Given exercise | Rewrite the stretch from the line containing "[trace] every instance of the tree foliage" through the line containing "248), (122, 246)]]", changing "foliage" to "leaves" and leaving everything else as it is.

Provided material |
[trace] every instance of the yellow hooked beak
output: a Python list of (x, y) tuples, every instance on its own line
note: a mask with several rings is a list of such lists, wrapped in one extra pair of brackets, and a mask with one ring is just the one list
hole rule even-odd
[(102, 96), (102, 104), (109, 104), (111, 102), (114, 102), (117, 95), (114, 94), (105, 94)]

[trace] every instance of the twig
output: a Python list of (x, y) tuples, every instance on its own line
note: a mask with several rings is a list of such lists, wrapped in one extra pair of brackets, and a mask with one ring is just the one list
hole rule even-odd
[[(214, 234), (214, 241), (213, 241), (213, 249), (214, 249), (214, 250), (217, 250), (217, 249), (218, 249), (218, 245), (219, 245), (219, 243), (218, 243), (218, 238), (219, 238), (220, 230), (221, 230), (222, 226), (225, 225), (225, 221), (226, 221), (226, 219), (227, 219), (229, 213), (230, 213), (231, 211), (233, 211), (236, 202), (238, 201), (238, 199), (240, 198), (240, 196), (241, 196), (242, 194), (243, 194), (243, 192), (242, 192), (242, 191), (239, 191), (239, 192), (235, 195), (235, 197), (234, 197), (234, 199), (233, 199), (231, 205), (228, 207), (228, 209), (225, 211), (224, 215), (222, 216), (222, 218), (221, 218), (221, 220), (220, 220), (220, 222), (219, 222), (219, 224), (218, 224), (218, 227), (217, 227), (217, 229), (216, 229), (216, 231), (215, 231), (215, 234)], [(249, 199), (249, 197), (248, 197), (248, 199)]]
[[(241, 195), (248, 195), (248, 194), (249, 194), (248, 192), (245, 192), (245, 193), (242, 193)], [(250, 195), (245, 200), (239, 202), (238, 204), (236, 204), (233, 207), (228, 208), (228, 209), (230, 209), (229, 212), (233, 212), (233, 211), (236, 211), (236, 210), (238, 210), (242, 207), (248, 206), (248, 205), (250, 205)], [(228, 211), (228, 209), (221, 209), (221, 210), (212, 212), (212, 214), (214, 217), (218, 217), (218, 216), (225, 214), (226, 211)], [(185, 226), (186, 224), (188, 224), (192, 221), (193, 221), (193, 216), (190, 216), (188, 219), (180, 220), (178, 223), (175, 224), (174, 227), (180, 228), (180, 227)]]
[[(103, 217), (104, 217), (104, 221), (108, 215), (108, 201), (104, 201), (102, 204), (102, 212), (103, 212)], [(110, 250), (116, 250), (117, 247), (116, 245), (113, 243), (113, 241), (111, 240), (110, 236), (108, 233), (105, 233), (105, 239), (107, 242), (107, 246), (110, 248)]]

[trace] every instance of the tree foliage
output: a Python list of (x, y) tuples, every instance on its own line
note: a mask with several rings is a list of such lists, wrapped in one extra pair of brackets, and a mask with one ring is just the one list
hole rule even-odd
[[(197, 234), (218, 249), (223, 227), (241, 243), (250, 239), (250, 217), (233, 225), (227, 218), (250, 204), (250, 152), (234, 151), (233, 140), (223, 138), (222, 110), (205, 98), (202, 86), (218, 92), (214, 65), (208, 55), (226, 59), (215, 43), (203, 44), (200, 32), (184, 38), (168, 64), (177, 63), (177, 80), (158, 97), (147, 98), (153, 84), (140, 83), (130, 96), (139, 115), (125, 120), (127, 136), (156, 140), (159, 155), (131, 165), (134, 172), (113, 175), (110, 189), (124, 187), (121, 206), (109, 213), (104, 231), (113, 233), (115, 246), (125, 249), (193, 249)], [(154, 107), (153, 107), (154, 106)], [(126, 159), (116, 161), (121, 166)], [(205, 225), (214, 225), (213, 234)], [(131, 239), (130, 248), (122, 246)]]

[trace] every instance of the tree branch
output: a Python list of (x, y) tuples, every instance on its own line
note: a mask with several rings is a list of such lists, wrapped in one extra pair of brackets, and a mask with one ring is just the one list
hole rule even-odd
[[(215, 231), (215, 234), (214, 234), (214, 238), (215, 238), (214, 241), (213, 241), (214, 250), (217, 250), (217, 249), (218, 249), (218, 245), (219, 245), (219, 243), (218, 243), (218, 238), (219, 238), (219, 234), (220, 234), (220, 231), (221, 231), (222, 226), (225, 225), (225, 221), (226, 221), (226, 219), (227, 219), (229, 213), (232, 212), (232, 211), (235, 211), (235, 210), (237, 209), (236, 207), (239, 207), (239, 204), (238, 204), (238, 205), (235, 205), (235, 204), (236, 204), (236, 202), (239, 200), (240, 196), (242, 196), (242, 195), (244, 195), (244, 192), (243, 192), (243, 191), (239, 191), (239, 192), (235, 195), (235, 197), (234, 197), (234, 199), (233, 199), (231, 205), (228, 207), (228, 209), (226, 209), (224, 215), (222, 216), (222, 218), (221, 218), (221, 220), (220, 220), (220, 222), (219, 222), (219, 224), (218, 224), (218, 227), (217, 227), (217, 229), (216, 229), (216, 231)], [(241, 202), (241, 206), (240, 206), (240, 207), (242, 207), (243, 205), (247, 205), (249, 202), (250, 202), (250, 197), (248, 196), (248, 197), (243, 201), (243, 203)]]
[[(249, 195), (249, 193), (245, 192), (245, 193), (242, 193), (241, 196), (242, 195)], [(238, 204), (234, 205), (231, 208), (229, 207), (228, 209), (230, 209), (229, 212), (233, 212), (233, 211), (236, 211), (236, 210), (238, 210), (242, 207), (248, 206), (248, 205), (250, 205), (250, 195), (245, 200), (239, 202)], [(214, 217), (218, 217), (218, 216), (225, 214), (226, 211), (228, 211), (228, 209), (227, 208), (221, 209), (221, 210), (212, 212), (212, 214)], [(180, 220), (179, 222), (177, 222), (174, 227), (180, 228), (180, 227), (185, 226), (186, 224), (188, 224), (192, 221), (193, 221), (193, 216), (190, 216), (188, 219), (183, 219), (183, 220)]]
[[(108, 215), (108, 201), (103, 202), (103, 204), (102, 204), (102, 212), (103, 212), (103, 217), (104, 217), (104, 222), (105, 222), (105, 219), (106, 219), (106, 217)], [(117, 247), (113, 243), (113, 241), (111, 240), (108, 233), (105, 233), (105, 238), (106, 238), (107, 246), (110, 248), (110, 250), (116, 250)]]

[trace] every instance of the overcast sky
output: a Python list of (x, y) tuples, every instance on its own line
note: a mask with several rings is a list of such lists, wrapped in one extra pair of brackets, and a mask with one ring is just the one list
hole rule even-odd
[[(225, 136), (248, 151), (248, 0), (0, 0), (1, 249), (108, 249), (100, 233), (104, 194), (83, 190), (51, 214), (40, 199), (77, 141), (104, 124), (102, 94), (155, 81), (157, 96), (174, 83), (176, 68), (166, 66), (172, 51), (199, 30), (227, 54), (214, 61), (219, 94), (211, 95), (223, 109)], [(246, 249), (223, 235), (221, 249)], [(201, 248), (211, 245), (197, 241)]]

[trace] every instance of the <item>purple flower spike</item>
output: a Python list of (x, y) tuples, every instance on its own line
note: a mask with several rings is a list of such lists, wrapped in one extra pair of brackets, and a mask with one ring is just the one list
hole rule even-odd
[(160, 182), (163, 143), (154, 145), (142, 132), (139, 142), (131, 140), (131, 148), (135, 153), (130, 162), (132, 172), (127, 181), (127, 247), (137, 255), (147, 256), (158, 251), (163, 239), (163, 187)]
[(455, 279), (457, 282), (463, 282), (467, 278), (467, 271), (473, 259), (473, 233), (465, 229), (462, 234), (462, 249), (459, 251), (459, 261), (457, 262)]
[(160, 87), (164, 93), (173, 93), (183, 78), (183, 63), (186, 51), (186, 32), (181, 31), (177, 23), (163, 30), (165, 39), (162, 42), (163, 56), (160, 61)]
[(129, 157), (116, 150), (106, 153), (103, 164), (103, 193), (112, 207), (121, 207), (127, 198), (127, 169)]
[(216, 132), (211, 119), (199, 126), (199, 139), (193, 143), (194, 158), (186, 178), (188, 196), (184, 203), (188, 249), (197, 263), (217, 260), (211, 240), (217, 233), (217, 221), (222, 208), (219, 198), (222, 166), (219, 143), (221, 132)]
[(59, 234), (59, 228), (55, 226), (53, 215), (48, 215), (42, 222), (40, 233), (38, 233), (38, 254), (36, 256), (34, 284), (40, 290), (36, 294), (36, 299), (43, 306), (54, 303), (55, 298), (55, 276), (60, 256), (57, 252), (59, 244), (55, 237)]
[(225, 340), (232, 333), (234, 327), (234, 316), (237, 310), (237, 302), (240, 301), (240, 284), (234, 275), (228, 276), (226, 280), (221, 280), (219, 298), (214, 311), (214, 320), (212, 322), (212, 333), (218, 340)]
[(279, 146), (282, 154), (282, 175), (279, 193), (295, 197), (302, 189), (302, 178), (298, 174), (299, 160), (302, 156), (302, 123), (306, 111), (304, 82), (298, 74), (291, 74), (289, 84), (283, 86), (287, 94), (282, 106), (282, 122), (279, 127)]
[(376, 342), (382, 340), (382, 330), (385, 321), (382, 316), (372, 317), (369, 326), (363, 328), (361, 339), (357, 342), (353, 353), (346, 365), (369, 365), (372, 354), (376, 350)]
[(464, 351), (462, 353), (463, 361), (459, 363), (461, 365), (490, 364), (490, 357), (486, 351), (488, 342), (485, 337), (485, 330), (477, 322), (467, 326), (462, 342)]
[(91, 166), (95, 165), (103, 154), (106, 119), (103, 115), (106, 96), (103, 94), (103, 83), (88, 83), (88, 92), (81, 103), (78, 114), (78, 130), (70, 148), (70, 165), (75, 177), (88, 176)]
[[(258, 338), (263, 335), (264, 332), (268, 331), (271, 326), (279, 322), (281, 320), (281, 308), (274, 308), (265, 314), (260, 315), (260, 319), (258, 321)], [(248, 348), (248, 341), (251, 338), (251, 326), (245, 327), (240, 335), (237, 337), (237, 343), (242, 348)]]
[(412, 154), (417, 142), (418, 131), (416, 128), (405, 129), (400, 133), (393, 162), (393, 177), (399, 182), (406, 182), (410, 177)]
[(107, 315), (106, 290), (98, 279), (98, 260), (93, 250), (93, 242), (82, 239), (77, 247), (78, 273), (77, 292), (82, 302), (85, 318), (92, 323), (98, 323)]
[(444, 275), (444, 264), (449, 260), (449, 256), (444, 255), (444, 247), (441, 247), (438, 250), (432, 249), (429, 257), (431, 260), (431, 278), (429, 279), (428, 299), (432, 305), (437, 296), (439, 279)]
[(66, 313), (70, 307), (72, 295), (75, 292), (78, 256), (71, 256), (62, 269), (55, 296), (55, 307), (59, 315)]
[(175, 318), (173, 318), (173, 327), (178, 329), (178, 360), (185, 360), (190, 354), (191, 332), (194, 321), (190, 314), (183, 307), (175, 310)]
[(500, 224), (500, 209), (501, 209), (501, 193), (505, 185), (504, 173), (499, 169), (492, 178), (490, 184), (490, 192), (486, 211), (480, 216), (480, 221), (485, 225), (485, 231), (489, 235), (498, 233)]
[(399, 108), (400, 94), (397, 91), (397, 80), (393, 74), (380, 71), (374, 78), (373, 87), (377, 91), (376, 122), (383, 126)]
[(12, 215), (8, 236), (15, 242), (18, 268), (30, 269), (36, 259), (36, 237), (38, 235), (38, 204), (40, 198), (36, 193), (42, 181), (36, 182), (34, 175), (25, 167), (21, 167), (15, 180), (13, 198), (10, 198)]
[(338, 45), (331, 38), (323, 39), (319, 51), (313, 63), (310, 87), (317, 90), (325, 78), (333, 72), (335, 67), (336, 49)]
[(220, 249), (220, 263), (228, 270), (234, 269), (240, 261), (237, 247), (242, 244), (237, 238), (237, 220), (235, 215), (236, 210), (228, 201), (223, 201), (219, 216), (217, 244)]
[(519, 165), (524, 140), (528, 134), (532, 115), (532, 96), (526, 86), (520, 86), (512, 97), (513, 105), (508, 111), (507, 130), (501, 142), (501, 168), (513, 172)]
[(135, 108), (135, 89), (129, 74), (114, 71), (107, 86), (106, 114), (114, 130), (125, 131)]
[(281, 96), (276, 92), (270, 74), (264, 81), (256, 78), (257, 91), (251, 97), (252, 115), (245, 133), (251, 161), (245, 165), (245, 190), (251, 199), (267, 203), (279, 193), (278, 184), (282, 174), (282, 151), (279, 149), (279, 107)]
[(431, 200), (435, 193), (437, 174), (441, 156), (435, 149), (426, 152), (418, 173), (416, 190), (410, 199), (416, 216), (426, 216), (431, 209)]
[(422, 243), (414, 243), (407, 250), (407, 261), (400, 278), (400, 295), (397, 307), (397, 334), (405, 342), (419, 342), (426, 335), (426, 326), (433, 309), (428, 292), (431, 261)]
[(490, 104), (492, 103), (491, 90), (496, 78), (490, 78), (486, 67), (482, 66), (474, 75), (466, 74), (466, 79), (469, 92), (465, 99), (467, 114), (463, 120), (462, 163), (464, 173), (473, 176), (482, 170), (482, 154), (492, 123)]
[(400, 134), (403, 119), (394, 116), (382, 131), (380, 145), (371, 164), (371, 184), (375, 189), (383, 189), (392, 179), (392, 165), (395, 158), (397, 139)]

Written answer |
[trace] every instance of the tree leaves
output: a Python list of (x, y) tuples, every instance on its own line
note: a mask with several rings is a list of such lists, wrapped in one extra pair of brackets, and a mask with one ring is just the one list
hole rule even-odd
[[(197, 234), (218, 249), (223, 227), (241, 243), (250, 239), (250, 217), (233, 225), (227, 218), (250, 204), (250, 152), (234, 151), (233, 140), (223, 138), (222, 110), (205, 98), (202, 86), (218, 92), (214, 65), (208, 55), (226, 59), (215, 43), (203, 44), (200, 32), (184, 38), (168, 64), (177, 63), (177, 80), (158, 97), (147, 98), (153, 84), (140, 83), (130, 96), (139, 115), (125, 120), (127, 136), (156, 140), (159, 155), (131, 165), (134, 172), (113, 175), (110, 189), (124, 187), (121, 206), (109, 213), (104, 231), (113, 233), (115, 246), (125, 249), (193, 249)], [(154, 107), (153, 107), (154, 106)], [(126, 159), (116, 161), (121, 166)], [(205, 225), (214, 225), (213, 234)], [(131, 239), (130, 248), (122, 246)]]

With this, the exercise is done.